> Task brief: Skip all pictures. Set down only the lines starting at the line containing "white cloud, writing" and running to the end of the listing.

....................

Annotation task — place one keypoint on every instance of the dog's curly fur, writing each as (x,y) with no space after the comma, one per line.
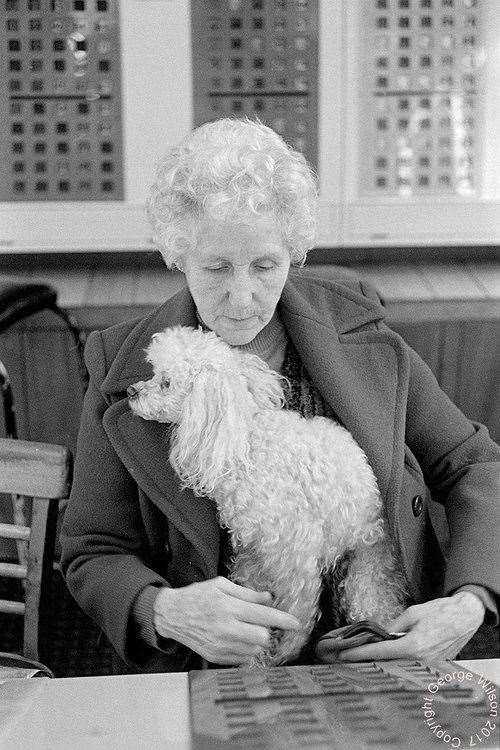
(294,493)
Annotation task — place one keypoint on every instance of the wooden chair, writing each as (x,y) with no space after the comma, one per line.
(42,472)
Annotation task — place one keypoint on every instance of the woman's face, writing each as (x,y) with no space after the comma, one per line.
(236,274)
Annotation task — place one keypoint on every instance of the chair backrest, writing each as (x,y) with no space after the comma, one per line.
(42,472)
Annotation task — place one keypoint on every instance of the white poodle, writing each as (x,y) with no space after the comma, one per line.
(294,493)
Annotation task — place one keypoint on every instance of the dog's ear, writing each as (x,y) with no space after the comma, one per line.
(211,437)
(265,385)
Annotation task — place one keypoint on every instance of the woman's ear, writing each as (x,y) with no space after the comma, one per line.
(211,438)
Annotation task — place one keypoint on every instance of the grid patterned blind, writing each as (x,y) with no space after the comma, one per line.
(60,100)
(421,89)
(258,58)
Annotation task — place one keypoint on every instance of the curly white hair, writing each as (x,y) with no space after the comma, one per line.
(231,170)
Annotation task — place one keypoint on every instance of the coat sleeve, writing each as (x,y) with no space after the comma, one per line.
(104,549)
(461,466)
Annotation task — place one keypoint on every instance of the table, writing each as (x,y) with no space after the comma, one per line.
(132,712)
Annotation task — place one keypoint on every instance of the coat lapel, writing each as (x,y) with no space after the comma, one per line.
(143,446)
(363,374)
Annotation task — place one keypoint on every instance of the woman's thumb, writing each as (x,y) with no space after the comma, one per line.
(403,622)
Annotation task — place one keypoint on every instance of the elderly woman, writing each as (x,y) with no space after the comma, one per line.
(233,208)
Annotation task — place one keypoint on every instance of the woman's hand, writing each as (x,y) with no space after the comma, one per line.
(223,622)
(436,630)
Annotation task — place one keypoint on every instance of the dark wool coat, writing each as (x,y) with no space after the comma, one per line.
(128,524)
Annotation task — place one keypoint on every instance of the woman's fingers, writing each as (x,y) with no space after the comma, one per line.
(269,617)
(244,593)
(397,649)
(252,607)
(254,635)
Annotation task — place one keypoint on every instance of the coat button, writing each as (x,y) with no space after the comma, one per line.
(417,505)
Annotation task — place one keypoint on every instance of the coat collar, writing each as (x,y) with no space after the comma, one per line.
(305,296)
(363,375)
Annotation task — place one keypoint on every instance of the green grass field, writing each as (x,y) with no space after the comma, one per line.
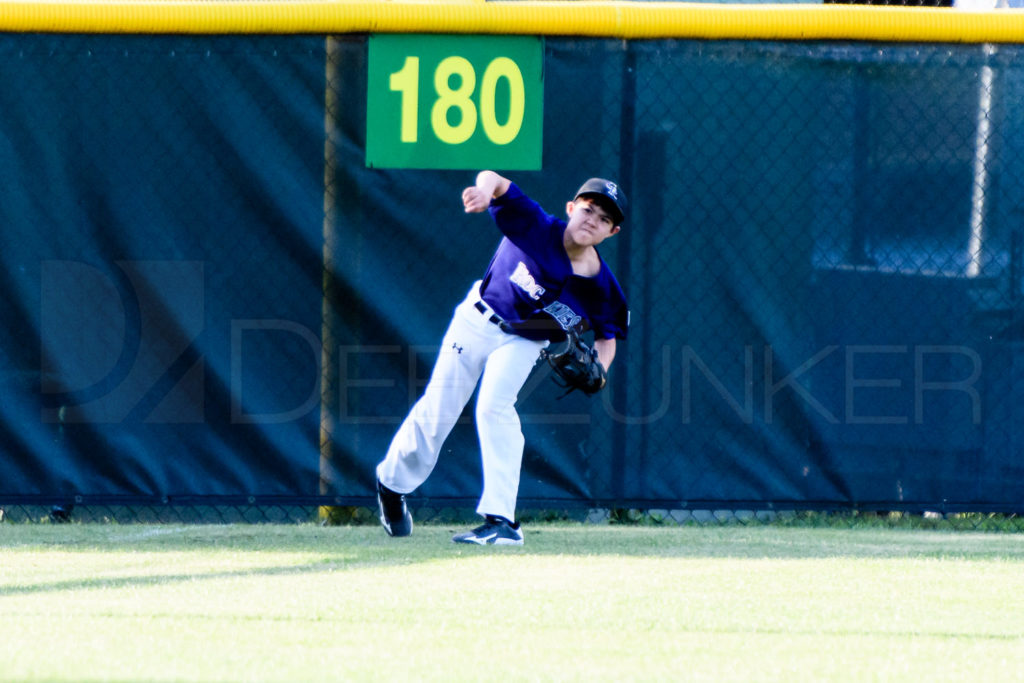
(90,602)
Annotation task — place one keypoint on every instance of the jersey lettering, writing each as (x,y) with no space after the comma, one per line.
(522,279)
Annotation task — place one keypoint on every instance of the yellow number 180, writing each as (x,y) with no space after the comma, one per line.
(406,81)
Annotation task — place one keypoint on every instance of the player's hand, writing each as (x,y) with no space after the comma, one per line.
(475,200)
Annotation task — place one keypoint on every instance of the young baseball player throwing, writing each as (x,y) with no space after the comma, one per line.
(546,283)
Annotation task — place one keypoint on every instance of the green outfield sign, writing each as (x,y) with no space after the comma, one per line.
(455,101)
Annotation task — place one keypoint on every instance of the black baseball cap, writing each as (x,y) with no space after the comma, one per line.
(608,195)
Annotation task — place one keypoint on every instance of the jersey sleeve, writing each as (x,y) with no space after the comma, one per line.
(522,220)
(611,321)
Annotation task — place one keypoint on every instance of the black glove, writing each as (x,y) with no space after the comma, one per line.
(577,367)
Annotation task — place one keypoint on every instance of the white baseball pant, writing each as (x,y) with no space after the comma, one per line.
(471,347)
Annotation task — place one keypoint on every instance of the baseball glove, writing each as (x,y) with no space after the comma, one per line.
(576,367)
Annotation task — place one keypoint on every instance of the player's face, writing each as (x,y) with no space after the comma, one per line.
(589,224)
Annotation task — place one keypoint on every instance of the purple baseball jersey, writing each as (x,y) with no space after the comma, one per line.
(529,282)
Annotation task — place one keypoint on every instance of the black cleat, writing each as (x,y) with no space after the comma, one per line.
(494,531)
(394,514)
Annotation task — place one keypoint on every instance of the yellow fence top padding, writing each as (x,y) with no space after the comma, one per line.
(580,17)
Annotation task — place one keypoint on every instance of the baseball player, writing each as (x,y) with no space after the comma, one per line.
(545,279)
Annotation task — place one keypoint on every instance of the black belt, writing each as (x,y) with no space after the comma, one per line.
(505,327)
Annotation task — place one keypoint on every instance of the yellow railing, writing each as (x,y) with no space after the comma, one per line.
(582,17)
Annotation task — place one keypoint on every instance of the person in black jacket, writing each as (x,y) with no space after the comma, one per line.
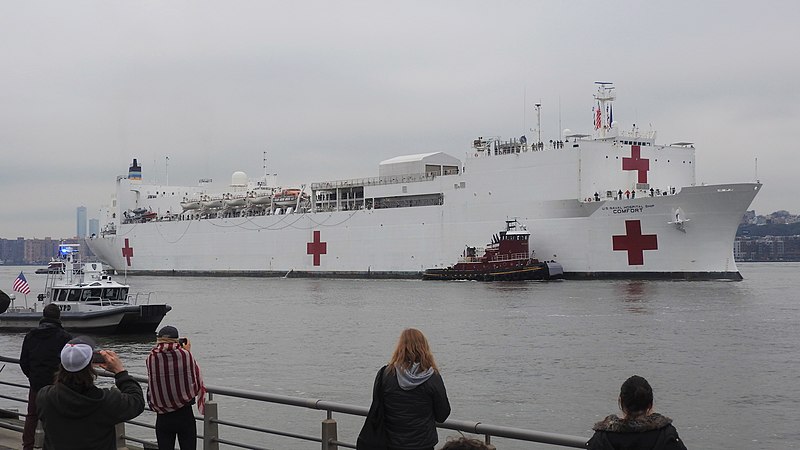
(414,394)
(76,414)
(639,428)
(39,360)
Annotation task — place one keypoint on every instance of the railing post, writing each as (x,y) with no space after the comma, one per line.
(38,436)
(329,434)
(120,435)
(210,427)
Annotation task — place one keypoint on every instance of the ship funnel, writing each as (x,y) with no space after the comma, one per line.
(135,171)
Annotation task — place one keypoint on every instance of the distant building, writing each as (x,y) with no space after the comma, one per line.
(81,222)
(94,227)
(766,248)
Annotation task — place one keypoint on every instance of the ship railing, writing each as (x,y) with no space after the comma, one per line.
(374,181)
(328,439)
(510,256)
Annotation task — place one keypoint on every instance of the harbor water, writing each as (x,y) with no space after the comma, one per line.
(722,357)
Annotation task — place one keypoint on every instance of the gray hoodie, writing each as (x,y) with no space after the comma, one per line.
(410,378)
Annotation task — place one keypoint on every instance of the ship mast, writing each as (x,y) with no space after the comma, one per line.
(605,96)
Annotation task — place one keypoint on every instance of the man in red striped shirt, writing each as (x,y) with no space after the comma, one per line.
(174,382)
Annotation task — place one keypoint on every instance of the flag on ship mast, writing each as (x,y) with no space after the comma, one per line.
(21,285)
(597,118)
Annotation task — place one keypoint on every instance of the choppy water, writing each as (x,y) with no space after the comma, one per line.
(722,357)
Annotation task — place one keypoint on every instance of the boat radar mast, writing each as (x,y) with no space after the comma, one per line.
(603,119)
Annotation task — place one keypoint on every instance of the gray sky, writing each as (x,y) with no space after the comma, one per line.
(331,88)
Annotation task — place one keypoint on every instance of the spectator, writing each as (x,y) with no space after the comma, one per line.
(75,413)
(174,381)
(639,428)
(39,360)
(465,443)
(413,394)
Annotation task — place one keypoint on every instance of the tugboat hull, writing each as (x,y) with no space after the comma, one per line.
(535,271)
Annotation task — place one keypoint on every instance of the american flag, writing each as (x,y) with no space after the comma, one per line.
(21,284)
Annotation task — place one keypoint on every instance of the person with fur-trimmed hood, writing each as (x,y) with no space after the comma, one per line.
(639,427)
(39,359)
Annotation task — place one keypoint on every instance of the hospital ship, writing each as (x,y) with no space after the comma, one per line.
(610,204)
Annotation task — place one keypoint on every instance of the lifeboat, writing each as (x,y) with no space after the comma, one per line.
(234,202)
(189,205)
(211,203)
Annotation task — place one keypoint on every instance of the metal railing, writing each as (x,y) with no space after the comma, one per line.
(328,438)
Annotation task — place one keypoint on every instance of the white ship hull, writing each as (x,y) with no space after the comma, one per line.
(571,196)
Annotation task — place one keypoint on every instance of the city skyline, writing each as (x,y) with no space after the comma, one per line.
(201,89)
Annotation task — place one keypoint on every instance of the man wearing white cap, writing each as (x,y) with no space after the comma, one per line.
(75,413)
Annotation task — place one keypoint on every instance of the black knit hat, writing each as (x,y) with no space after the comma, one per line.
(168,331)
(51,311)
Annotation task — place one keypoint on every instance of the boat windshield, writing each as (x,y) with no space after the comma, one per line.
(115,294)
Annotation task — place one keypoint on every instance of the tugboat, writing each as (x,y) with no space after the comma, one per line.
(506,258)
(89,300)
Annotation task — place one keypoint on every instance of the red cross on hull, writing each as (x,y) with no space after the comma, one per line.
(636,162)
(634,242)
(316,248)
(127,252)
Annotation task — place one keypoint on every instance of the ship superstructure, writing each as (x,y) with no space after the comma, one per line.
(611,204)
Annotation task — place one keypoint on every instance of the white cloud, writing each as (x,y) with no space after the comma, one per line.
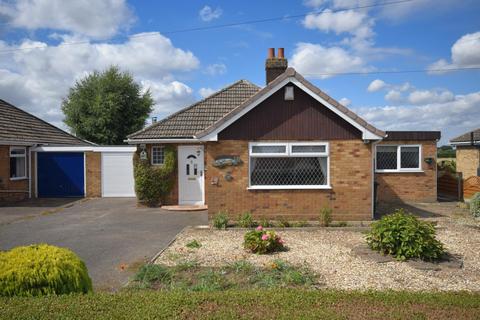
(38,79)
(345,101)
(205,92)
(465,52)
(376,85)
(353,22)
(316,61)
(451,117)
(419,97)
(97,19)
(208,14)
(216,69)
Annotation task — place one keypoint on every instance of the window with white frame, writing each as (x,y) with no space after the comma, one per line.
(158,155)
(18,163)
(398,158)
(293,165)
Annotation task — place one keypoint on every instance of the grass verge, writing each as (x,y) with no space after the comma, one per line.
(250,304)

....................

> In response:
Annotation task — place one keypoint on every instance of the white cloud, writing each as (x,y) with no space after the comma, one per line.
(38,79)
(345,101)
(205,92)
(465,52)
(376,85)
(353,22)
(316,61)
(451,117)
(419,97)
(97,19)
(208,14)
(216,69)
Annotation task — place one keypoint on every instance of the window with white frame, writing each as (x,y) with no space after the comma, one per line.
(158,155)
(18,163)
(398,158)
(293,165)
Annotation task — place one keypoint on every instance of the grass verge, writing each as (x,y) with no space after the comma, one per line.
(250,304)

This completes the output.